Selected text:
----------------
Distribution Inference Risks: Identifying and Mitigating Sources of Leakage

Robert West, Maxime Jean Julien Peyrard, Valentin Hartmann, Léo Nicolas René Meynent
2023
Article de conférence

Résumé

A large body of work shows that machine learning (ML) models can leak sensitive or confidential information about their training data. Recently, leakage due to distribution inference (or property inference) attacks is gaining attention. In this attack, the goal of an adversary is to infer distributional information about the training data. So far, research on distribution inference has focused on demonstrating successful attacks, with little attention given to identifying the potential causes of the leakage and to proposing mitigations. To bridge this gap, as our main contribution, we theoretically and empirically analyze the sources of information leakage that allows an adversary to perpetrate distribution inference attacks. We identify three sources of leakage: (1) memorizing specific information about the E[Y | X] (expected label given the feature values) of interest to the adversary, (2) wrong inductive bias of the model, and (3) finiteness of the training data. Next, based on our analysis, we propose principled mitigation techniques against distribution inference attacks. Specifically, we demonstrate that causal learning techniques are more resilient to a particular type of distribution inference risk termed distributional membership inference than associative learning methods. And lastly, we present a formalization of distribution inference that allows for reasoning about more general adversaries than was previously possible.
----------------
Recorded information:
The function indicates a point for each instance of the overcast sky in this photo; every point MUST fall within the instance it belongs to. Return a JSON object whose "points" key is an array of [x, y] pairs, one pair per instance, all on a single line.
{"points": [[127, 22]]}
----------------
Written problem A:
According to the abstract on distribution inference, what three sources of leakage do the authors identify?
Written problem B:
Summarize the abstract on distribution inference in two sentences.
Written problem C:
Rewrite the paragraph of the abstract on distribution inference beginning "A large body of work" as a bulleted list that keeps its main facts.

Exercise result A:
Memorizing specific information about the E[Y | X] of interest to the adversary, the model's wrong inductive bias, and the finiteness of the training data.

Exercise result B:
Research on distribution inference attacks, in which an adversary tries to infer distributional information about a model's training data, has so far focused on demonstrating successful attacks rather than on causes and mitigations. The authors analyze the sources of this leakage theoretically and empirically, identify three of them, propose principled mitigations (showing that causal learning resists distributional membership inference better than associative learning), and present a formalization that covers more general adversaries.

Exercise result C:
- Machine learning models can leak sensitive or confidential information about their training data.
- Distribution inference (or property inference) attacks, where an adversary seeks distributional information about the training data, are gaining attention.
- Earlier research mainly demonstrated successful attacks and gave little attention to causes of leakage or mitigations.
- The main contribution is a theoretical and empirical analysis of the sources of leakage behind these attacks.
- Three sources are identified: memorizing specific information about the E[Y | X] of interest to the adversary, wrong inductive bias of the model, and finiteness of the training data.
- Principled mitigation techniques are proposed based on this analysis.
- Causal learning techniques are shown to be more resilient than associative learning methods to distributional membership inference.
- A formalization of distribution inference allows reasoning about more general adversaries than before.